SELECTED EXCERPT:
I took a lot of photos of children, something I rarely do as in some places people get really upset. When we were in Guatemala we were warned not to take photos of children because they get kidnapped and sold to Americans; we could have gotten beaten, killed or worse – they would have taken our camera. But here no one seemed to mind. I have posted some in an album in Facebook and Google+ and in my Flickr account in this set http://www.flickr.com/photos/neuage/sets/72157632393552028/ and I will have more in my webpage for this trip when I get home to Dalian China next week @ http://neuage.us/2012/Vietnam

_DSC4232

Our guide, perhaps Vivvie – that is what we called her, which was close to what we think she said her name was, and she was OK with that was really good at answering our so many questions. Her English was quite good and she humoured our lame humour.

On Saturday nights in Sa Pa they have the ‘love market’. We kidded her about going tonight to it and she said ‘but no one wants me’. We of course said that was not true and when we passed some young male who looked at her we would say ‘maybe you should meet him at the love market’ and she would laugh and say no. Actually a lot of people in her tribe get married through arranged marriages and she is planned on going to Hanoi to university next year to start a teaching degree (gosh darn who in their right mind would want to do such a thing?) and come back and teach in her local village.

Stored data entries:
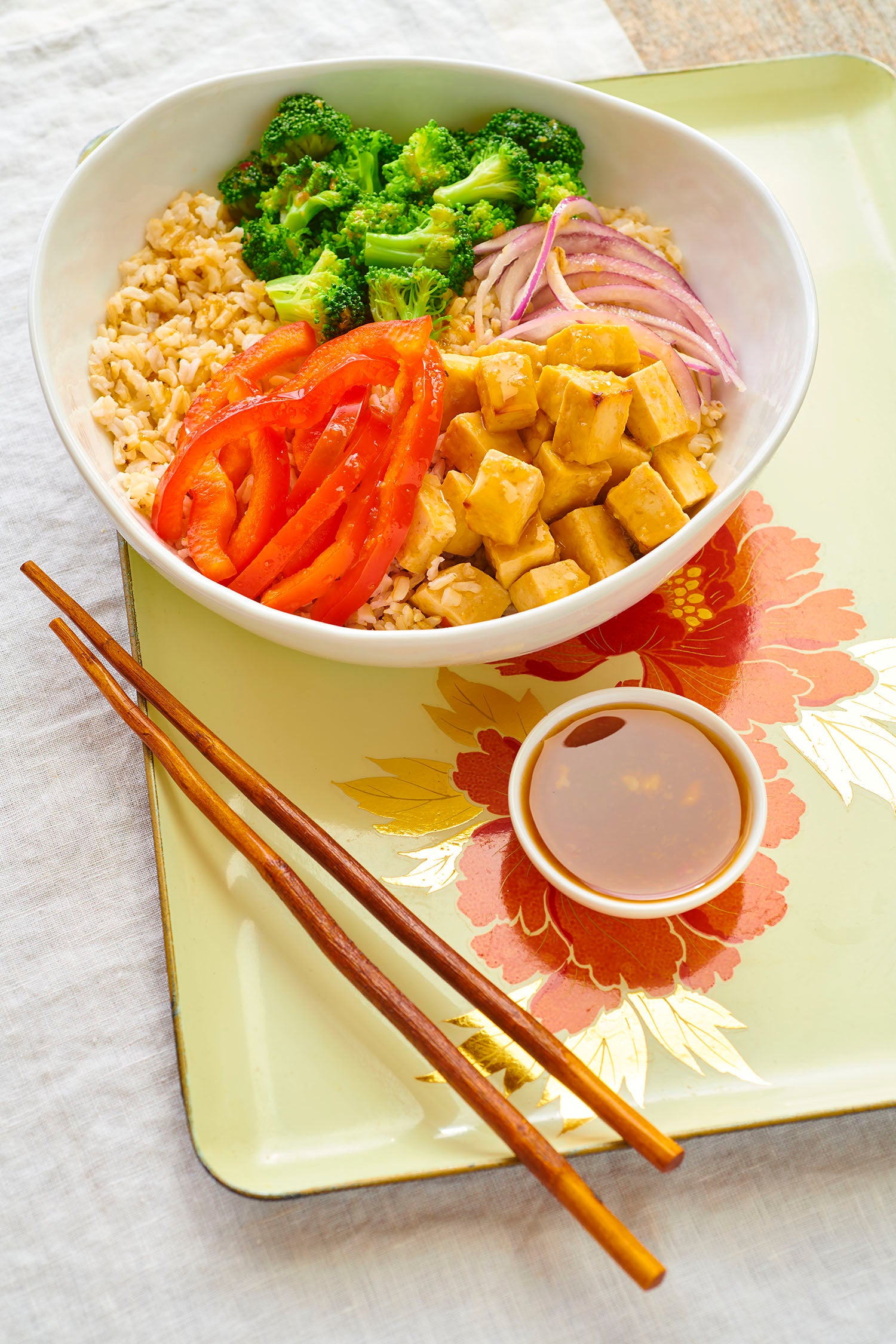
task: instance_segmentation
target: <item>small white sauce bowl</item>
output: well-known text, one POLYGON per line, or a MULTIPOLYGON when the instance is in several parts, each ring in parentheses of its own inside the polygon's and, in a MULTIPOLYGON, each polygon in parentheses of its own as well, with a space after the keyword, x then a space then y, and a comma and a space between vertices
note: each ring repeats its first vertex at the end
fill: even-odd
POLYGON ((660 915, 678 915, 685 910, 693 910, 712 900, 720 891, 725 891, 744 872, 754 859, 766 831, 766 785, 756 765, 755 757, 739 732, 728 727, 712 710, 705 710, 695 700, 688 700, 682 695, 672 695, 669 691, 650 691, 643 687, 613 687, 606 691, 592 691, 580 695, 575 700, 567 700, 532 728, 523 742, 513 769, 510 770, 510 821, 517 839, 527 855, 547 878, 551 886, 563 891, 579 905, 590 906, 591 910, 600 910, 606 915, 617 915, 621 919, 656 919, 660 915), (650 899, 627 899, 625 896, 610 896, 592 891, 584 883, 578 882, 566 868, 548 856, 544 843, 537 836, 529 812, 527 790, 532 774, 533 759, 545 738, 552 737, 566 724, 580 719, 598 710, 615 708, 643 708, 669 710, 680 718, 693 723, 716 738, 732 761, 736 762, 742 780, 746 785, 747 824, 743 828, 740 844, 732 853, 724 868, 709 882, 693 891, 676 896, 654 896, 650 899))

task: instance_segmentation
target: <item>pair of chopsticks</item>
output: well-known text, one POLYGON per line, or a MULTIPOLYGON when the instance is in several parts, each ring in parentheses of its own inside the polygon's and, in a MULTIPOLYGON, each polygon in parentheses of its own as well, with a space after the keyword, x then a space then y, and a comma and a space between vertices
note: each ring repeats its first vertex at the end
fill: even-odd
MULTIPOLYGON (((386 929, 433 970, 512 1036, 557 1082, 660 1171, 670 1171, 684 1150, 643 1116, 626 1105, 556 1036, 497 985, 486 980, 458 952, 416 918, 347 849, 312 821, 242 757, 222 742, 184 704, 137 663, 32 560, 21 573, 35 583, 90 642, 150 704, 210 761, 266 817, 340 882, 386 929)), ((313 938, 324 956, 364 997, 395 1025, 423 1058, 450 1083, 547 1189, 582 1223, 600 1246, 643 1289, 656 1288, 664 1266, 588 1189, 570 1163, 521 1116, 461 1051, 369 961, 313 892, 279 855, 266 844, 192 767, 171 738, 125 694, 118 681, 82 640, 58 617, 50 622, 73 657, 109 700, 113 710, 165 766, 175 784, 199 810, 249 859, 265 882, 313 938)))

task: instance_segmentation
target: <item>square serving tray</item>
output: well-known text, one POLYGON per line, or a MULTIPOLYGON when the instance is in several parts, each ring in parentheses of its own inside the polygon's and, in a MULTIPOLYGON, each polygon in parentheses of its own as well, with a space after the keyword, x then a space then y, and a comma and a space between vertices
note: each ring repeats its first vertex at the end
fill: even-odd
MULTIPOLYGON (((222 621, 122 547, 134 652, 666 1130, 892 1105, 893 75, 815 56, 592 87, 725 144, 806 246, 818 363, 760 492, 657 594, 508 668, 306 657, 222 621), (592 915, 545 892, 510 848, 513 739, 622 680, 711 704, 767 780, 760 857, 688 919, 592 915)), ((187 754, 560 1149, 615 1144, 187 754)), ((273 1198, 508 1161, 152 761, 148 780, 184 1103, 208 1171, 273 1198)))

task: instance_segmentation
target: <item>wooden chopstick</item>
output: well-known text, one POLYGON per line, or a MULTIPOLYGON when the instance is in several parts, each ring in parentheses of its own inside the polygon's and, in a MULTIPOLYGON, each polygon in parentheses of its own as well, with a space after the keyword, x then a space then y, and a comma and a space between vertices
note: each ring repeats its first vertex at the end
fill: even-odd
POLYGON ((390 933, 395 934, 406 948, 523 1046, 557 1082, 568 1087, 586 1106, 590 1106, 658 1171, 672 1171, 672 1168, 678 1167, 684 1157, 684 1149, 674 1140, 622 1101, 540 1021, 492 984, 459 952, 455 952, 438 934, 433 933, 322 827, 317 825, 285 793, 269 784, 253 766, 222 742, 34 560, 27 560, 21 566, 21 573, 55 602, 82 634, 87 636, 107 663, 121 672, 175 727, 180 728, 207 761, 220 770, 231 784, 235 784, 259 812, 279 827, 290 840, 294 840, 351 891, 364 909, 375 915, 390 933))
POLYGON ((122 691, 110 672, 74 630, 56 617, 50 622, 113 710, 164 765, 175 784, 214 827, 249 859, 298 919, 324 956, 396 1027, 445 1081, 504 1140, 533 1176, 557 1199, 622 1269, 643 1289, 656 1288, 665 1269, 606 1208, 582 1177, 529 1121, 492 1086, 333 919, 289 864, 220 798, 171 738, 122 691))

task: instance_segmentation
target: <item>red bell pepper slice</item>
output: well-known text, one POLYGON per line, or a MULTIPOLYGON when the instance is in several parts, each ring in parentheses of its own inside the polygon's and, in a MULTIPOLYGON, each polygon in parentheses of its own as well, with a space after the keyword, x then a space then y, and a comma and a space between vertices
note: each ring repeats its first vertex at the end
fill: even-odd
POLYGON ((234 355, 207 383, 203 383, 189 403, 181 427, 183 434, 193 434, 210 415, 227 405, 234 378, 244 378, 258 383, 267 374, 274 374, 283 364, 306 359, 317 345, 313 327, 308 323, 286 323, 267 336, 254 341, 249 349, 234 355))
MULTIPOLYGON (((364 542, 357 560, 314 603, 309 613, 313 621, 344 625, 383 582, 407 536, 414 504, 433 460, 442 422, 443 387, 442 360, 430 343, 414 372, 410 409, 406 411, 402 405, 395 417, 398 433, 394 427, 390 435, 394 449, 379 492, 376 527, 364 542)), ((407 403, 407 394, 402 401, 407 403)))
POLYGON ((226 583, 236 573, 227 555, 227 542, 236 521, 236 496, 219 462, 204 462, 192 484, 187 547, 189 558, 207 579, 226 583))
POLYGON ((305 427, 316 425, 352 387, 391 382, 395 364, 384 359, 348 356, 320 382, 300 391, 250 396, 224 407, 188 434, 159 482, 152 526, 164 542, 176 546, 183 532, 184 499, 201 464, 254 430, 305 427))
POLYGON ((384 465, 382 448, 386 433, 383 429, 377 437, 380 442, 379 460, 373 462, 368 480, 361 481, 349 499, 330 546, 306 569, 278 579, 266 593, 262 593, 263 606, 273 606, 278 612, 298 612, 300 607, 308 606, 309 602, 325 593, 356 558, 371 530, 379 497, 380 470, 384 465))
MULTIPOLYGON (((249 435, 253 492, 246 512, 234 528, 227 554, 234 573, 244 570, 286 521, 289 452, 282 431, 259 429, 249 435)), ((223 449, 222 449, 223 453, 223 449)), ((230 575, 232 577, 232 575, 230 575)))
POLYGON ((300 546, 349 499, 382 452, 382 439, 371 433, 371 421, 372 417, 365 407, 339 466, 330 472, 298 512, 281 527, 277 536, 267 543, 253 563, 232 581, 230 587, 234 593, 242 593, 243 597, 258 597, 270 587, 294 558, 300 546))
POLYGON ((310 457, 300 472, 298 480, 293 485, 286 505, 287 513, 294 513, 305 500, 309 500, 318 485, 344 456, 348 442, 355 433, 361 409, 367 402, 367 392, 351 391, 341 399, 329 418, 324 431, 320 434, 310 457))

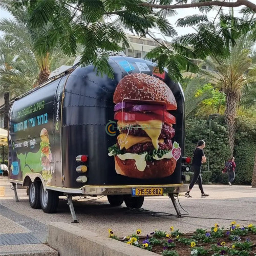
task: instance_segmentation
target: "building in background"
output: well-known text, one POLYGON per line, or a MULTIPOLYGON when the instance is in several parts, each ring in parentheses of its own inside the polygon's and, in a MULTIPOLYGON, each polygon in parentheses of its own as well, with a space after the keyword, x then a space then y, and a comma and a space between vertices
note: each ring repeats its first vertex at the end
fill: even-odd
MULTIPOLYGON (((129 34, 127 34, 127 36, 128 37, 130 46, 129 48, 123 49, 124 53, 126 56, 128 57, 133 57, 135 58, 144 59, 150 61, 153 60, 152 59, 147 59, 145 55, 152 49, 160 45, 160 44, 156 40, 154 40, 153 38, 146 37, 139 37, 138 36, 129 34)), ((154 36, 156 37, 156 35, 154 34, 154 36)), ((163 37, 163 36, 159 34, 159 37, 163 37)), ((165 38, 164 38, 162 39, 158 38, 157 38, 156 40, 157 40, 157 41, 158 41, 160 44, 167 46, 170 44, 170 42, 168 42, 164 39, 165 38)), ((11 101, 12 101, 13 99, 14 98, 11 99, 11 101)), ((6 114, 5 115, 4 106, 4 93, 0 93, 0 128, 3 129, 5 128, 5 115, 8 115, 8 114, 6 114)))

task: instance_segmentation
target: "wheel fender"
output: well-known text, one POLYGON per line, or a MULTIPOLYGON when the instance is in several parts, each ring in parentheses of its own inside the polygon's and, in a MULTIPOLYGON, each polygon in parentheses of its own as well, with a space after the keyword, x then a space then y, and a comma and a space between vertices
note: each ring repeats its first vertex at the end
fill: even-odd
POLYGON ((40 174, 27 173, 26 174, 23 181, 24 186, 29 186, 30 182, 34 182, 36 180, 39 179, 44 186, 44 189, 46 190, 46 183, 42 176, 40 174))

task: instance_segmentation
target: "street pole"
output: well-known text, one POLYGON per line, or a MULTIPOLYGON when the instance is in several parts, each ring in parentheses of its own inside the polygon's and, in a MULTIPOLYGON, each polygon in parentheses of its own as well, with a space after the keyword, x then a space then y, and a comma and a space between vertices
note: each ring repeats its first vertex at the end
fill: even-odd
POLYGON ((209 152, 208 155, 208 167, 207 170, 209 172, 210 170, 210 128, 211 124, 211 115, 209 116, 209 149, 208 152, 209 152))

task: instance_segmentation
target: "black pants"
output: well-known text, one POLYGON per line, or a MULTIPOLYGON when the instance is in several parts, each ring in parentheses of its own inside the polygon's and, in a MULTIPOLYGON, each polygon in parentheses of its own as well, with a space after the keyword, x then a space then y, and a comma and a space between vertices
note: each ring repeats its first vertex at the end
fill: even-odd
POLYGON ((196 165, 192 165, 192 170, 194 172, 194 176, 191 181, 189 186, 189 189, 192 189, 195 183, 198 180, 198 186, 202 194, 204 194, 204 190, 203 189, 203 180, 201 176, 201 166, 197 166, 196 165))
POLYGON ((228 170, 227 176, 228 177, 228 181, 229 181, 230 183, 232 183, 234 181, 234 177, 236 177, 234 175, 234 172, 232 170, 228 170))

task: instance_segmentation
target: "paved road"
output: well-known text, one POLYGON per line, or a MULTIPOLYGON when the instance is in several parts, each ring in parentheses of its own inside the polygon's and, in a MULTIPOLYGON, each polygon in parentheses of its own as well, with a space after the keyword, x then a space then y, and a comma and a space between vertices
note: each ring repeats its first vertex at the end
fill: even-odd
MULTIPOLYGON (((17 189, 20 202, 15 202, 13 191, 8 180, 1 177, 0 186, 3 185, 6 188, 6 196, 0 198, 1 233, 9 236, 12 233, 27 234, 29 240, 36 243, 38 241, 46 241, 49 223, 70 222, 71 216, 66 200, 60 200, 57 213, 47 214, 30 207, 25 189, 17 189)), ((73 225, 103 236, 107 236, 108 229, 111 228, 119 237, 135 232, 139 228, 145 235, 156 229, 168 231, 170 226, 183 232, 199 227, 209 229, 216 223, 227 227, 233 220, 241 225, 256 225, 256 188, 227 185, 205 185, 204 188, 205 192, 210 194, 208 198, 201 198, 197 186, 190 193, 193 198, 185 198, 184 194, 179 197, 182 207, 189 213, 184 218, 176 218, 167 197, 146 198, 143 207, 148 211, 173 215, 158 214, 152 216, 148 212, 131 213, 124 204, 119 207, 111 206, 104 197, 74 202, 79 223, 73 225)), ((180 209, 182 213, 186 213, 180 209)))

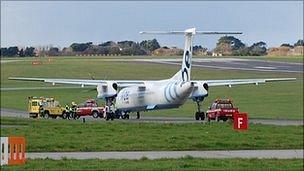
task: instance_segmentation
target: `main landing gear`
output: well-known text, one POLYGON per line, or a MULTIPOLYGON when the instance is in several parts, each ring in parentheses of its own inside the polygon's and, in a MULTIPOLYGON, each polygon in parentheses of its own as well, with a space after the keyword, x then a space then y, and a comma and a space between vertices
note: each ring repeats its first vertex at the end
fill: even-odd
POLYGON ((195 99, 195 102, 197 104, 197 112, 195 113, 195 119, 196 120, 205 120, 205 113, 201 111, 201 102, 204 99, 195 99))

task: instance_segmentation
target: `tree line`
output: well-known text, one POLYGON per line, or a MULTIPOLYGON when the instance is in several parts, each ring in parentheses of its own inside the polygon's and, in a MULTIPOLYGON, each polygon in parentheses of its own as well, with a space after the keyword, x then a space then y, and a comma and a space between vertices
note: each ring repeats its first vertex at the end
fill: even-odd
MULTIPOLYGON (((298 40, 294 45, 283 43, 281 47, 294 48, 296 46, 304 46, 302 39, 298 40)), ((233 36, 223 36, 218 40, 215 53, 232 56, 263 56, 267 54, 267 44, 263 41, 253 43, 246 46, 241 40, 233 36)))
MULTIPOLYGON (((283 43, 281 46, 296 47, 304 46, 303 40, 298 40, 293 45, 283 43)), ((87 43, 72 43, 69 47, 60 49, 58 47, 1 47, 1 57, 24 57, 24 56, 74 56, 74 55, 153 55, 157 50, 161 52, 168 51, 168 47, 161 47, 156 39, 144 40, 141 42, 134 41, 107 41, 101 44, 94 45, 92 42, 87 43)), ((175 49, 176 54, 179 55, 182 49, 175 49)), ((173 51, 173 52, 175 52, 173 51)), ((159 52, 159 51, 158 51, 159 52)), ((247 46, 241 40, 233 36, 223 36, 219 38, 214 53, 232 56, 262 56, 267 54, 267 44, 265 42, 256 42, 251 46, 247 46)), ((194 55, 210 55, 211 52, 201 45, 193 47, 194 55)))

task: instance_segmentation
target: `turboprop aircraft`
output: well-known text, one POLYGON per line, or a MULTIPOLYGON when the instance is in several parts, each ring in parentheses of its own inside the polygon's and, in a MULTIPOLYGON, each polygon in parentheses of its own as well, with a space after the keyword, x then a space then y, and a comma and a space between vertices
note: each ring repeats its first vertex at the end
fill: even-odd
MULTIPOLYGON (((196 34, 241 34, 240 32, 202 32, 190 28, 185 31, 169 32, 140 32, 141 34, 182 34, 185 36, 185 48, 181 69, 165 80, 84 80, 57 78, 25 78, 10 77, 12 80, 44 81, 47 83, 76 84, 81 87, 91 85, 97 87, 97 98, 105 99, 107 104, 115 104, 116 113, 127 116, 128 113, 140 111, 178 108, 186 100, 192 99, 197 103, 195 119, 204 120, 201 102, 208 96, 209 87, 229 86, 240 84, 256 84, 270 81, 287 81, 295 78, 266 78, 266 79, 232 79, 232 80, 191 80, 191 59, 193 37, 196 34)), ((125 117, 124 117, 125 118, 125 117)))

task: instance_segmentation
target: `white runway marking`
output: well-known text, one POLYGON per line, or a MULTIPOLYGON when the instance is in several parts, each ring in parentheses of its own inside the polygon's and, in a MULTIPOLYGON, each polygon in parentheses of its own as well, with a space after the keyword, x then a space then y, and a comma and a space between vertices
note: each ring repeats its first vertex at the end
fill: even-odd
POLYGON ((257 69, 276 69, 276 67, 254 67, 257 69))

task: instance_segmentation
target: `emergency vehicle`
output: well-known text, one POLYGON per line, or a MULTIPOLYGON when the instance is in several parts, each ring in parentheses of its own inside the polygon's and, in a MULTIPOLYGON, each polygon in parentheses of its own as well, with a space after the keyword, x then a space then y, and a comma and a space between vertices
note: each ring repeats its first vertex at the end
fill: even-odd
POLYGON ((29 117, 32 118, 56 119, 58 116, 63 119, 67 118, 66 109, 61 107, 59 102, 52 97, 28 97, 28 112, 29 117))
POLYGON ((208 121, 223 120, 224 122, 228 119, 233 119, 233 115, 239 113, 239 109, 235 108, 230 99, 217 99, 209 107, 206 112, 206 117, 208 121))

EXERCISE:
Quote the travel post word for word, starting with "On Saturday nights" and going on through "her local village.". These entries come from a separate source, not from the travel post.

ANSWER SECTION:
On Saturday nights in Sa Pa they have the ‘love market’. We kidded her about going tonight to it and she said ‘but no one wants me’. We of course said that was not true and when we passed some young male who looked at her we would say ‘maybe you should meet him at the love market’ and she would laugh and say no. Actually a lot of people in her tribe get married through arranged marriages and she is planned on going to Hanoi to university next year to start a teaching degree (gosh darn who in their right mind would want to do such a thing?) and come back and teach in her local village.